GIVEN RECORDS =>
'''
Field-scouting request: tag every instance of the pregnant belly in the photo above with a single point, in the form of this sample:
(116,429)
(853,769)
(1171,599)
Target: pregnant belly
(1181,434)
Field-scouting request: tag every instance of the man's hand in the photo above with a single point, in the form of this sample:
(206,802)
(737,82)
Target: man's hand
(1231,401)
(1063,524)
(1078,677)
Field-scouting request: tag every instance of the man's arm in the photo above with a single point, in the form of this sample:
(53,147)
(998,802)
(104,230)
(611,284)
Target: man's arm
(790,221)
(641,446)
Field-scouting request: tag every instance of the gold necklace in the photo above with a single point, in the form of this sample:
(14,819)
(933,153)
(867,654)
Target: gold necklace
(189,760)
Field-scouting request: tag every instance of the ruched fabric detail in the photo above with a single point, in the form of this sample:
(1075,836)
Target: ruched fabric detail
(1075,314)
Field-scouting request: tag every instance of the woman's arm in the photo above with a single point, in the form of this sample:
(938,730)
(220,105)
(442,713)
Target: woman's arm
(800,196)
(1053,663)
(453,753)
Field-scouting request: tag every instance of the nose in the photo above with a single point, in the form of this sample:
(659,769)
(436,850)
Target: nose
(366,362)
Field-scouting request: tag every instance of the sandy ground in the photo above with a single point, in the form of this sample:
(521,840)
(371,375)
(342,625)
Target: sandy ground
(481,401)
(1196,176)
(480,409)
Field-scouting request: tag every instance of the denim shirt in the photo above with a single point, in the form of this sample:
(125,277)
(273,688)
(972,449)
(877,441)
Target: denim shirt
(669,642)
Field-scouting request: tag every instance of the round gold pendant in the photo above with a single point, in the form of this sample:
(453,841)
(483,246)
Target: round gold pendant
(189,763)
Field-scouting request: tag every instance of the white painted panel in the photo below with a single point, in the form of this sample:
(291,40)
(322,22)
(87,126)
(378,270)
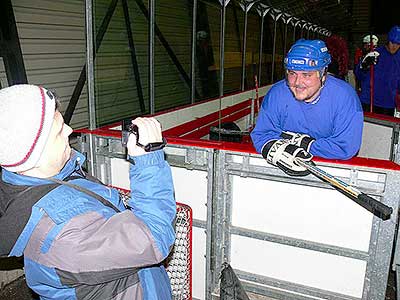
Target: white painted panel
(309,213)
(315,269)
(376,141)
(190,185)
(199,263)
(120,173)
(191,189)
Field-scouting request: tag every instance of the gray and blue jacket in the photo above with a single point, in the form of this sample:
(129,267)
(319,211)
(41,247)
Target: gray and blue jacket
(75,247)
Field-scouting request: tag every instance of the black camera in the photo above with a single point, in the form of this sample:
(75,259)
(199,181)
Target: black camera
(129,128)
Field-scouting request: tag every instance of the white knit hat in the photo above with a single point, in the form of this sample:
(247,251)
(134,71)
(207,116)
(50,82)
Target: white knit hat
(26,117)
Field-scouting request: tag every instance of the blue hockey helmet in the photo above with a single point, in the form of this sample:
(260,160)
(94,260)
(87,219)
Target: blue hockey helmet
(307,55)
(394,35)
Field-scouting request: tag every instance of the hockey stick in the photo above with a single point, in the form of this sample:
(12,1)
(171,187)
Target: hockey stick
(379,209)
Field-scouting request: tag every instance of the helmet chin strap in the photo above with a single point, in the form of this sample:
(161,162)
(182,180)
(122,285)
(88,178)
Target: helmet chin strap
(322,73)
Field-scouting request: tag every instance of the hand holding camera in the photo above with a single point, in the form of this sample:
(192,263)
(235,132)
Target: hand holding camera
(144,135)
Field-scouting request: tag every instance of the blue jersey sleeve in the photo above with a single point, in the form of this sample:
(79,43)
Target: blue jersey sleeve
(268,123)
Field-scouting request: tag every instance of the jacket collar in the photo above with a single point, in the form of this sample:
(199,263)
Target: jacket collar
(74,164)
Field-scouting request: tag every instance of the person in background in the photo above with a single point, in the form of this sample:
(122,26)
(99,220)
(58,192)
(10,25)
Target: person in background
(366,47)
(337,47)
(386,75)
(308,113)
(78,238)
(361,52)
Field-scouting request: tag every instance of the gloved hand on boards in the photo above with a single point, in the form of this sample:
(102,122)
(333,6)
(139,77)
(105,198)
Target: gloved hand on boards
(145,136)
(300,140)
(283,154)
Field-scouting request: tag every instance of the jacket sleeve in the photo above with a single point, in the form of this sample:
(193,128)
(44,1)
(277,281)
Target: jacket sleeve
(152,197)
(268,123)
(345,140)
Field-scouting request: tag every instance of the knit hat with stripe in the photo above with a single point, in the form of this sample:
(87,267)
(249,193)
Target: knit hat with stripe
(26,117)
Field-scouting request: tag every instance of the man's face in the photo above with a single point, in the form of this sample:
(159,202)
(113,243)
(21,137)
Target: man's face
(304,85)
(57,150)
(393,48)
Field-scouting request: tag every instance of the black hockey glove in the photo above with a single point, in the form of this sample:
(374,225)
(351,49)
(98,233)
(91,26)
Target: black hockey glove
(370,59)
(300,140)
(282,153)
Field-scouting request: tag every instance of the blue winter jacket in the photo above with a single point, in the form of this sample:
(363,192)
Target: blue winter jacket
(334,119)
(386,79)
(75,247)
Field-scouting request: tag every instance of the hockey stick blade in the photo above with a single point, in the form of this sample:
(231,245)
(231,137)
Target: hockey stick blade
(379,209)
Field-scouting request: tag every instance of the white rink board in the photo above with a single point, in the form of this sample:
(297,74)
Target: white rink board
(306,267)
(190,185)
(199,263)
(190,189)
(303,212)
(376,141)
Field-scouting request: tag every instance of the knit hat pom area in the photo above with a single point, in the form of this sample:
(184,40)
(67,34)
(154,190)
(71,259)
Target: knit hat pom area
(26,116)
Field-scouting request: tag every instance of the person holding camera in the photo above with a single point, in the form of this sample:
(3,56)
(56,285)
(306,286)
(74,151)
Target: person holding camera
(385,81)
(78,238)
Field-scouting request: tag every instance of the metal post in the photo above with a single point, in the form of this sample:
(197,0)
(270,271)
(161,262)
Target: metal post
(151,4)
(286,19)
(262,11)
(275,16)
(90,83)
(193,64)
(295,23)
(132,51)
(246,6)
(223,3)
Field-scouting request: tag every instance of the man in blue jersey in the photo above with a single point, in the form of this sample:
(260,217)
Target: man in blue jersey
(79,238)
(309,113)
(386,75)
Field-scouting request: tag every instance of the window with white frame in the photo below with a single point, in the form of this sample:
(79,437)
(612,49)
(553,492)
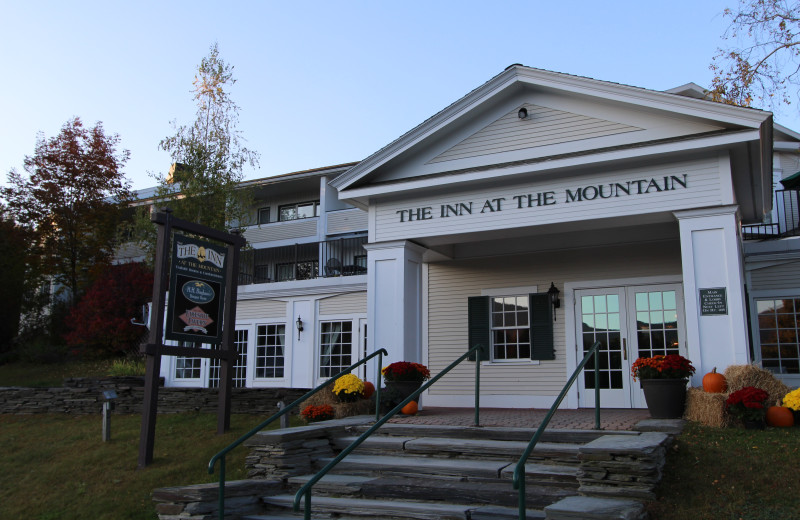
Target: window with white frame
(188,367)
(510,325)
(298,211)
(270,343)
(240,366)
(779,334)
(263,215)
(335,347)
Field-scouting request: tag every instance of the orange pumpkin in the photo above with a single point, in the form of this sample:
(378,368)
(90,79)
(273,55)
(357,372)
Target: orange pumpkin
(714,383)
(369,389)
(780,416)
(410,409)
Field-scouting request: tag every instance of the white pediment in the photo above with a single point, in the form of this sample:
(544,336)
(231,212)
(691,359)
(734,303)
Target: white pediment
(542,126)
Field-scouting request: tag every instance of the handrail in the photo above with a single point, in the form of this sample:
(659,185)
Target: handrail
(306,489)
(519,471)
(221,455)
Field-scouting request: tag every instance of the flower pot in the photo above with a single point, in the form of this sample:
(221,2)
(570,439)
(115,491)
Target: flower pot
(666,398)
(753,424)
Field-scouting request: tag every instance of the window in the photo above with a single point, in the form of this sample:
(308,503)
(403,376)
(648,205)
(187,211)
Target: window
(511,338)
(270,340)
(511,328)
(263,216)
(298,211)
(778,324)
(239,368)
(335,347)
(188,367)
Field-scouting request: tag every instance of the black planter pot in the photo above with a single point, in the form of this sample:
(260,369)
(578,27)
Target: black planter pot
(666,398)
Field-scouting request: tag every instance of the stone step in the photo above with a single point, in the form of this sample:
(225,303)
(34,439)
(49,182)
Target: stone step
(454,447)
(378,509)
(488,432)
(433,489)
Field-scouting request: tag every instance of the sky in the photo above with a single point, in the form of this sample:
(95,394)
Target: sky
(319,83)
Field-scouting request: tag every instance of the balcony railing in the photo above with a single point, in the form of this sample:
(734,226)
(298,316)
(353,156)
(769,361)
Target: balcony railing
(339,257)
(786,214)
'''
'''
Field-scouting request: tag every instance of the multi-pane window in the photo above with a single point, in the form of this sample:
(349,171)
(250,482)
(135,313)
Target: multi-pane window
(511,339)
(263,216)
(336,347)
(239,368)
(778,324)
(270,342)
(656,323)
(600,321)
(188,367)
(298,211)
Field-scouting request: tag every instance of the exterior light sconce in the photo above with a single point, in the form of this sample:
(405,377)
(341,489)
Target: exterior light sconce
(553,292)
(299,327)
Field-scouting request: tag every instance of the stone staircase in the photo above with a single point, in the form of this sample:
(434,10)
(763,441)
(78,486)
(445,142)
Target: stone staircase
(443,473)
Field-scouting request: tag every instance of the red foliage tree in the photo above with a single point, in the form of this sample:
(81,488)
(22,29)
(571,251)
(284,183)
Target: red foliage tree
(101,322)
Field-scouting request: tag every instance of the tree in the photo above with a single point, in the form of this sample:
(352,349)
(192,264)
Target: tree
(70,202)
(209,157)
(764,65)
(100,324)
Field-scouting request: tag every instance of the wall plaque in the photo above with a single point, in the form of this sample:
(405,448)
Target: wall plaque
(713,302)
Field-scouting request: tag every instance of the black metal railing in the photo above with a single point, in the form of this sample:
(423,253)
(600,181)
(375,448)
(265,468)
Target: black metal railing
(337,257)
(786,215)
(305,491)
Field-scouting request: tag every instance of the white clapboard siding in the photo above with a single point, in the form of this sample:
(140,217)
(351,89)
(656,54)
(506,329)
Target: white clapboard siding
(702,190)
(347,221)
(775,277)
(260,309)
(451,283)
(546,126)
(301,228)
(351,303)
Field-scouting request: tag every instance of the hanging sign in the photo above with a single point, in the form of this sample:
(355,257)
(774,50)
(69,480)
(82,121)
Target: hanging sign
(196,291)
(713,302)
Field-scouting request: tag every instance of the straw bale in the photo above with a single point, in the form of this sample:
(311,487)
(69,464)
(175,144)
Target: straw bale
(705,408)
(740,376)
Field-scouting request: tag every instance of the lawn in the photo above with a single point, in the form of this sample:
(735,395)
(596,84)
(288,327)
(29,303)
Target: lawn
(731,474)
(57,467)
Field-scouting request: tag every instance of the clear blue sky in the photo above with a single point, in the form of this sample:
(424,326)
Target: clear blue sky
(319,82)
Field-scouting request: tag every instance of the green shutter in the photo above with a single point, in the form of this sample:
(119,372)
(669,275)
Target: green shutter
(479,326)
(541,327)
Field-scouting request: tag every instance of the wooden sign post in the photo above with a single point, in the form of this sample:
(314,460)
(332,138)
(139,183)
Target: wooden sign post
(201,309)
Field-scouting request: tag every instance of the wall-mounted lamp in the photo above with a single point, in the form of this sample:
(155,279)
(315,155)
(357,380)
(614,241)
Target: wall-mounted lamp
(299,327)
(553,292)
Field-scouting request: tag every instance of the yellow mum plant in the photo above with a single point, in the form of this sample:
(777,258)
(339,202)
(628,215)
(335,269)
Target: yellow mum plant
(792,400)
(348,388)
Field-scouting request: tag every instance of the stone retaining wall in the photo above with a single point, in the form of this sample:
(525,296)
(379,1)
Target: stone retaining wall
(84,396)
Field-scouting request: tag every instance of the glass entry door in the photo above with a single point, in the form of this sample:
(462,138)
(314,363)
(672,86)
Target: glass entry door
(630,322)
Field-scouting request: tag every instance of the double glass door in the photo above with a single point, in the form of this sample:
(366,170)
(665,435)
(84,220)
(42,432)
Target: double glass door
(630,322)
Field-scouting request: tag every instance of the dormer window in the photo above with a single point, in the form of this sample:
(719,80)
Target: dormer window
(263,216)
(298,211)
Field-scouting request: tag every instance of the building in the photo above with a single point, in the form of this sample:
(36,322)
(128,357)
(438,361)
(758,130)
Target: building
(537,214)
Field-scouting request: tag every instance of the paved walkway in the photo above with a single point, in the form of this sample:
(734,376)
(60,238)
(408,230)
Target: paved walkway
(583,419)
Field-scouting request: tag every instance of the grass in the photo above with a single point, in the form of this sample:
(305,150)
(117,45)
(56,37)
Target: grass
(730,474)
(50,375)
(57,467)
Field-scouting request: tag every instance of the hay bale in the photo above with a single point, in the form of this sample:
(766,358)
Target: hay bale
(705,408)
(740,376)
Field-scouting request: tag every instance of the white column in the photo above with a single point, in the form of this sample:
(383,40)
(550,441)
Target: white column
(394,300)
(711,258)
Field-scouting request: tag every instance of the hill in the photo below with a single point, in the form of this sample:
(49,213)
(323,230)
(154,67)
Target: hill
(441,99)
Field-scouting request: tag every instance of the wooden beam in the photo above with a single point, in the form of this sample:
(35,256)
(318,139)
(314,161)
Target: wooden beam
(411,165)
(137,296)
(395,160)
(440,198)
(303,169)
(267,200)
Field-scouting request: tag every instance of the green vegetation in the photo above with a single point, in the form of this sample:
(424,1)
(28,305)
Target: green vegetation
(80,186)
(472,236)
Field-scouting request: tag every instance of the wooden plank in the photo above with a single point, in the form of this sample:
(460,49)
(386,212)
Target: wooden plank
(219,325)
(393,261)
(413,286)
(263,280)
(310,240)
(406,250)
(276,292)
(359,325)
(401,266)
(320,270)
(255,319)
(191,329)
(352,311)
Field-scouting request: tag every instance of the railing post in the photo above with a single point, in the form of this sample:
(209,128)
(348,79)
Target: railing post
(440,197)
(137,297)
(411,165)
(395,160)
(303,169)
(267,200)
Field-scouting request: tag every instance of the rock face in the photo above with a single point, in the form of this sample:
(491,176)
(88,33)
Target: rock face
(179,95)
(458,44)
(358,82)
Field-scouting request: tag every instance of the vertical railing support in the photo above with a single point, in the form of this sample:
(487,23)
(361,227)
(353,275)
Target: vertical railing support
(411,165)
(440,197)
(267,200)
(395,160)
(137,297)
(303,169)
'''
'''
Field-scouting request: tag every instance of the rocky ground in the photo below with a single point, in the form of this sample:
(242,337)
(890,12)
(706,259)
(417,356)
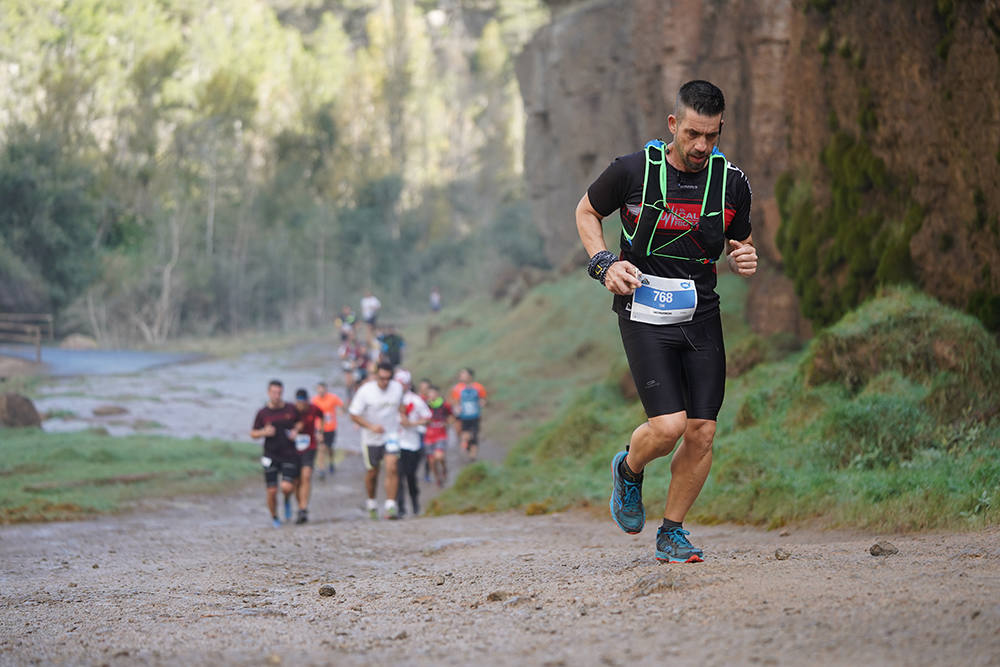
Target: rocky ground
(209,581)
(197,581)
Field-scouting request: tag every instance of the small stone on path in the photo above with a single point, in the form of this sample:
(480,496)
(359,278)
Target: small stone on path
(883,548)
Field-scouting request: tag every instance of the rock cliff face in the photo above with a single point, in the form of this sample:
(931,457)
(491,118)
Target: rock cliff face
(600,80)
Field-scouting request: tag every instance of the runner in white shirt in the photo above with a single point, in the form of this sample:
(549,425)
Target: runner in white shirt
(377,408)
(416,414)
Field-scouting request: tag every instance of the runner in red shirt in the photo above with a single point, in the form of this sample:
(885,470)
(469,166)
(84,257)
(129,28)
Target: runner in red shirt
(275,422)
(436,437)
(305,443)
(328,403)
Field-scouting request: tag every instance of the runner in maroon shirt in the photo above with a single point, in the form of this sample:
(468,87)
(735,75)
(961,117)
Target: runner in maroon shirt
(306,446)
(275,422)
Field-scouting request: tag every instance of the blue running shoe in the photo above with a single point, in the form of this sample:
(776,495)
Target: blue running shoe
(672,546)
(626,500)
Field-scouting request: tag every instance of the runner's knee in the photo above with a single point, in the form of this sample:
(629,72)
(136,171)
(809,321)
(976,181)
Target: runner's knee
'''
EXERCISE PROMPT =>
Copy out the records word for word, from the line containing "Field-scouting request: tag every instance of the runner's" through the line containing "Target: runner's knee".

REPLY TO THE TASK =>
Field-scouting request: tag every instance of the runner's knee in the photo above with a single point, in the form of this sample:
(629,72)
(136,171)
(809,321)
(976,181)
Target: runner's knee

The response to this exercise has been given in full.